• [Records to use]
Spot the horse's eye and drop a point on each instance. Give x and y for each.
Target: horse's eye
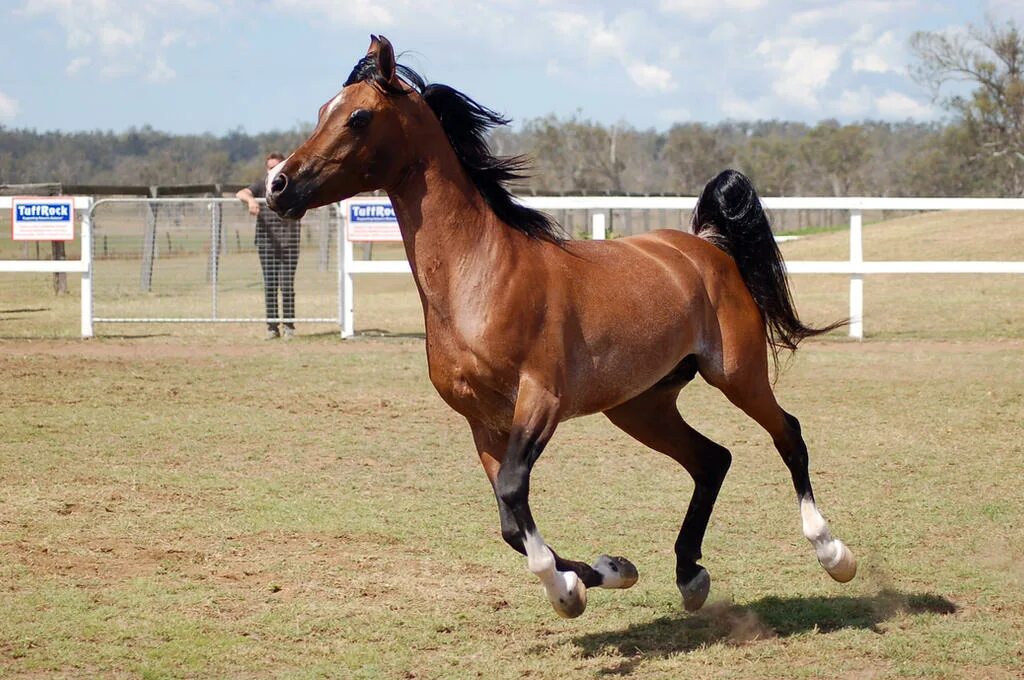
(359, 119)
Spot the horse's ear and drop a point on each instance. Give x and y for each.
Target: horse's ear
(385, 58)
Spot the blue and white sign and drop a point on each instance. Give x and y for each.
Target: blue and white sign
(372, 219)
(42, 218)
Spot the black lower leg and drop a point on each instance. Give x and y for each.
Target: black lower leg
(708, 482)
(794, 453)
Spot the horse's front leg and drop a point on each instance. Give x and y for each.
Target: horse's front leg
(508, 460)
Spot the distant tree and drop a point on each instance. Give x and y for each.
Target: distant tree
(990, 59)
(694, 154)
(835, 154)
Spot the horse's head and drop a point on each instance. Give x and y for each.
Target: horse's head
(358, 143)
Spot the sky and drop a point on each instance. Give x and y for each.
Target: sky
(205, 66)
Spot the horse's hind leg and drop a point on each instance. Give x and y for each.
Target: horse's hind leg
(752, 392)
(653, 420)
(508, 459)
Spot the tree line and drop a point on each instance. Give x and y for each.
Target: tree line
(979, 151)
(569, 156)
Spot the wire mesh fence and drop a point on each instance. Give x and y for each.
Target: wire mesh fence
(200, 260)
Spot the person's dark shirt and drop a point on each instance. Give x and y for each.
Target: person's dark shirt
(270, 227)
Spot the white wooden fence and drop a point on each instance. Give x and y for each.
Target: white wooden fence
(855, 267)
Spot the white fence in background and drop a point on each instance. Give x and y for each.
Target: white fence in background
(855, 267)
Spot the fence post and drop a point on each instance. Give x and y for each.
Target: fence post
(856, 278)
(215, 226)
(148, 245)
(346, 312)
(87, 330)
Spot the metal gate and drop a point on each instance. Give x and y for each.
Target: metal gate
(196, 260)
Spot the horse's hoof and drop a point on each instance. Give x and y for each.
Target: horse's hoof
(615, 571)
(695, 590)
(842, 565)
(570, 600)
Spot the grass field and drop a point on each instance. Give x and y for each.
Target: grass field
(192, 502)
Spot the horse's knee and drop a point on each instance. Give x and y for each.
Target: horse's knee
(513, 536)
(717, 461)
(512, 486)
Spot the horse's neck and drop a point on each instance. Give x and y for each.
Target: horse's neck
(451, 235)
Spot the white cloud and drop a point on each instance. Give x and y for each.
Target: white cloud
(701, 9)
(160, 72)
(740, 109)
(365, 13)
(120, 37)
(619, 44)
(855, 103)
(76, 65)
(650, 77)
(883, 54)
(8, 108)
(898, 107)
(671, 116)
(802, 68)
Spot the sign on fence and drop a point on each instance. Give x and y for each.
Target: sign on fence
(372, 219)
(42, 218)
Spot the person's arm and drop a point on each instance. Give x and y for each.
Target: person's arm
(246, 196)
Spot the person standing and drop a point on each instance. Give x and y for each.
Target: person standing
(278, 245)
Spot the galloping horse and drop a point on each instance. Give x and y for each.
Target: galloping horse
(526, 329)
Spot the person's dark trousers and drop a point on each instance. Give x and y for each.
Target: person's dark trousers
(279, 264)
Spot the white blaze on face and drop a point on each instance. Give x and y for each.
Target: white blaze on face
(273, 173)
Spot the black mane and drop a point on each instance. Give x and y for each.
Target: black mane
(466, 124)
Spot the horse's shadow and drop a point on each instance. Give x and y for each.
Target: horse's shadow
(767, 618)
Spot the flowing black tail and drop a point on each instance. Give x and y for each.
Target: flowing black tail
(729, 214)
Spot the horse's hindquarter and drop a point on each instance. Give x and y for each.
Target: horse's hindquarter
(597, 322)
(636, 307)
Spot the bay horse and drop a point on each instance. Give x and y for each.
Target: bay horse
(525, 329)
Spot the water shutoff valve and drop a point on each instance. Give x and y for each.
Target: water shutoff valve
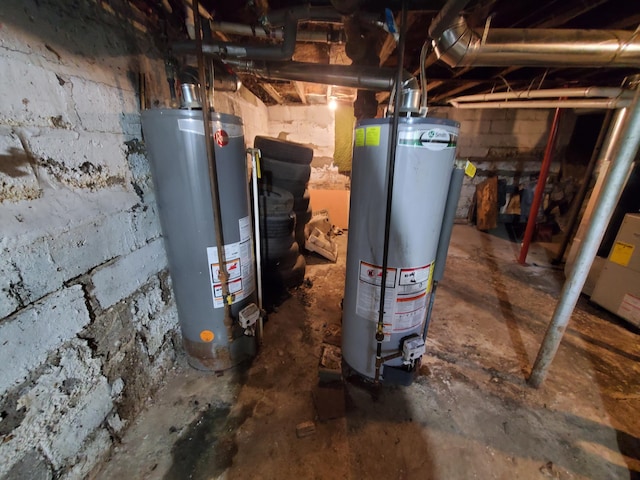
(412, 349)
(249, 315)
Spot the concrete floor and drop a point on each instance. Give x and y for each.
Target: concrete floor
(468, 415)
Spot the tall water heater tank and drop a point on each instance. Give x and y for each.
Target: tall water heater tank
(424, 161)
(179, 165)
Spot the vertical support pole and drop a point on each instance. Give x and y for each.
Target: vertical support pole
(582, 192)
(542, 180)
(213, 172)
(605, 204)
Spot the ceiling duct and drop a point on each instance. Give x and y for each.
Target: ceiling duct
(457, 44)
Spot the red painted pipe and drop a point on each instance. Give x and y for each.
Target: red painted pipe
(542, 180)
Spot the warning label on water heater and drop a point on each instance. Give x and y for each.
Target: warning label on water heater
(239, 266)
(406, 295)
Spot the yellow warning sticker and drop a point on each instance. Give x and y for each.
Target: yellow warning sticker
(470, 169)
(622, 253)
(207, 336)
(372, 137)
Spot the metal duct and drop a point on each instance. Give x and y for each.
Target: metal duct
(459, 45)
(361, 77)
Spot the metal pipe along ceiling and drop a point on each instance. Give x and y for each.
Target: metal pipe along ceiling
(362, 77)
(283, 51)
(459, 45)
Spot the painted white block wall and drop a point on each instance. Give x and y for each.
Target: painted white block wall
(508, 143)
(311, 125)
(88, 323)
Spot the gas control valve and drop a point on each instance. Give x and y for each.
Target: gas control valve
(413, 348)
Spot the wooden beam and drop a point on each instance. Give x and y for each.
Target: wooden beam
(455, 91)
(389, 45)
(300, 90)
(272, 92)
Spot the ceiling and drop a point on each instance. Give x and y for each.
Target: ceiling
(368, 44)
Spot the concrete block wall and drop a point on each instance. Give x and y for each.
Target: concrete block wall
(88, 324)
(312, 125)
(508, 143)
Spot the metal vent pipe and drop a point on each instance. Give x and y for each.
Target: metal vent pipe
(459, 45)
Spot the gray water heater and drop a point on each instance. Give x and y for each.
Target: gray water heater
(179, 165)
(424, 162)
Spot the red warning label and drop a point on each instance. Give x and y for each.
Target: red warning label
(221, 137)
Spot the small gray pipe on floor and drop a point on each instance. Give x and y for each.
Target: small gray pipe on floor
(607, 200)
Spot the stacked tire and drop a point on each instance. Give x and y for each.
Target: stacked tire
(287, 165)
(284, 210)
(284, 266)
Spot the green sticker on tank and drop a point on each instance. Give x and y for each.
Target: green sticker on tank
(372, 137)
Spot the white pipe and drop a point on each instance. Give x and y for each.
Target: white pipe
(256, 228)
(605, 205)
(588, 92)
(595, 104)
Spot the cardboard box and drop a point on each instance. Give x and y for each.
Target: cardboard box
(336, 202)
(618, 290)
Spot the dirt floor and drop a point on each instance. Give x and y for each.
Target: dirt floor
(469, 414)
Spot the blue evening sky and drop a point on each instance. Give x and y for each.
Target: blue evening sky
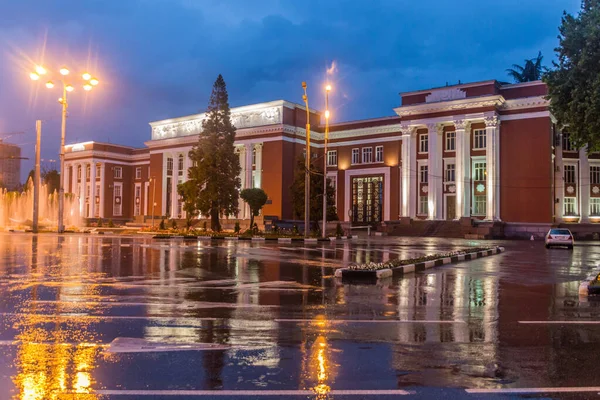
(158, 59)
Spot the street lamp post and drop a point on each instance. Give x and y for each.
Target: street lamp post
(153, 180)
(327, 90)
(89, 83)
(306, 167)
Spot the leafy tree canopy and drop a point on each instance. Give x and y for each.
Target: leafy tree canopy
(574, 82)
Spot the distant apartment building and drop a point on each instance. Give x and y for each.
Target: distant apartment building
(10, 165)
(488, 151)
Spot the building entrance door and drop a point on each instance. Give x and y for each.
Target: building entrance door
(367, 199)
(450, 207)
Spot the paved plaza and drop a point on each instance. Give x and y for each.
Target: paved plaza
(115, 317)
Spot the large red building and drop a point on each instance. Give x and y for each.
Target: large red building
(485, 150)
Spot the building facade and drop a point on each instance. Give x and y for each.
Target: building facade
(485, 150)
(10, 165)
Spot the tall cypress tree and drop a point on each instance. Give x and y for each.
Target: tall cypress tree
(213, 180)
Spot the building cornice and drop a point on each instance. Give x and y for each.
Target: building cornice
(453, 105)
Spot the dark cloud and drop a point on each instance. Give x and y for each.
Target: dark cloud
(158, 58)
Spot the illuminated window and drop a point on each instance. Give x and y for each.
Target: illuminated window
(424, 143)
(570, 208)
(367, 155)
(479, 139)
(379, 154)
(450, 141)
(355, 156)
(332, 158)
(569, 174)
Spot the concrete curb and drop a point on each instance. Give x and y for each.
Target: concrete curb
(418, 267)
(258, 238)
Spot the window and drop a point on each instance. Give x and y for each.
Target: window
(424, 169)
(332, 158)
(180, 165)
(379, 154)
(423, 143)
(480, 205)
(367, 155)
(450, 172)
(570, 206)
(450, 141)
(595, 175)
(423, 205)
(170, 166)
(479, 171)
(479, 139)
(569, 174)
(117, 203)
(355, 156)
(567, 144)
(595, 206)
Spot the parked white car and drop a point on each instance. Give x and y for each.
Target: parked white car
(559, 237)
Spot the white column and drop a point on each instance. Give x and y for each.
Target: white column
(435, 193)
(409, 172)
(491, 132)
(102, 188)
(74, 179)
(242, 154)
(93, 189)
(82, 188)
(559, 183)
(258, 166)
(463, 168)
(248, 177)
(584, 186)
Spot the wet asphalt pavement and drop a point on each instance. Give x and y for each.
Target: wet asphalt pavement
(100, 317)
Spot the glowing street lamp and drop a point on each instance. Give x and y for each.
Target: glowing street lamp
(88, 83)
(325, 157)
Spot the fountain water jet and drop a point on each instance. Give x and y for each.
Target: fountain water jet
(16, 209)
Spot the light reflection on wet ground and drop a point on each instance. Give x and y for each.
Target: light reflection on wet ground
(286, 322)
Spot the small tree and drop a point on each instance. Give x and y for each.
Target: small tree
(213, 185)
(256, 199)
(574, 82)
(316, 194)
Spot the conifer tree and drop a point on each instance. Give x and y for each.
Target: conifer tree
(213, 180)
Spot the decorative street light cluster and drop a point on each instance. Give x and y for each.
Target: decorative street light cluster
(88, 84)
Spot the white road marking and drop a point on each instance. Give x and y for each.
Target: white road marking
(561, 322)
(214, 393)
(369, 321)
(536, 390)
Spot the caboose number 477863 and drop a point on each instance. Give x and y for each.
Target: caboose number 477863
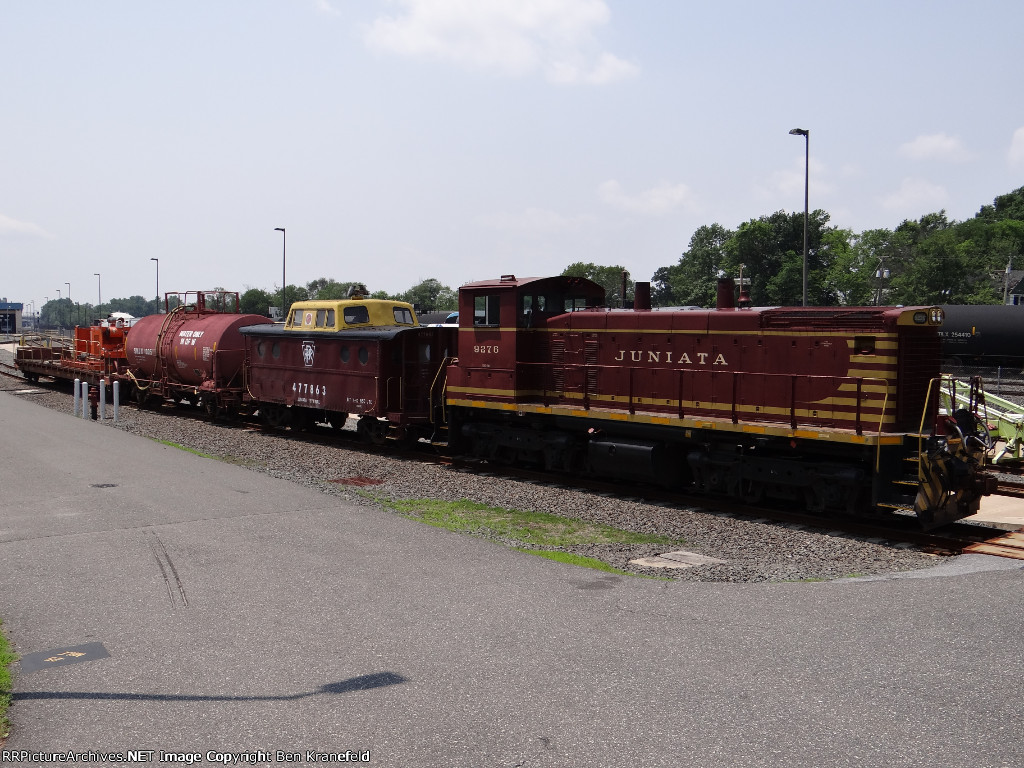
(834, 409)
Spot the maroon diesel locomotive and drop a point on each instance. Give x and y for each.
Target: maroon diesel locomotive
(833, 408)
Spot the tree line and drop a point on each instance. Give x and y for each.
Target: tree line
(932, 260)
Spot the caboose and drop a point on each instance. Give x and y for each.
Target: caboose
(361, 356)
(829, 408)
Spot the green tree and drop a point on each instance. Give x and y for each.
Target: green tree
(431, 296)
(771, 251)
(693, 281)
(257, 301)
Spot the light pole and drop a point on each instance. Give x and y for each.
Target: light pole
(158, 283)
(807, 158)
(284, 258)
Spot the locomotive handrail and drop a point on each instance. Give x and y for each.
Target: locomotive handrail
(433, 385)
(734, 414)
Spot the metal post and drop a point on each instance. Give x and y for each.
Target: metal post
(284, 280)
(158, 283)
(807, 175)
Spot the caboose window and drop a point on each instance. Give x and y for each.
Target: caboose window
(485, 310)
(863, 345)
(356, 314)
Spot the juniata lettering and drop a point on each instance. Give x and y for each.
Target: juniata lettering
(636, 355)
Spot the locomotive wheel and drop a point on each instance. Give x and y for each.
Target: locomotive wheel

• [Required work] Starting with the line that contains "Spot the locomotive handrail", return each line through the last one of the data above, exactly as written and nothing more.

• [Problem solution]
Spot the locomotive handrail and drop a point on each instance. Give x and y for each.
Target: locomotive handrail
(433, 385)
(734, 414)
Spot the metal post and drop a point on each instance. Give x and y for each.
Target: metal post
(284, 280)
(158, 283)
(807, 175)
Spot the caboose window and drop a point on each instance. Give x and y for each.
Target: caboose window
(485, 310)
(863, 345)
(356, 314)
Spot the juniata lettering and drop a point on each instance. Give x and y for each.
Target: juniata lettering
(636, 355)
Spot the locomotive wheel and drop a point on each instance. Give x and y for each.
Target: locomotive wheel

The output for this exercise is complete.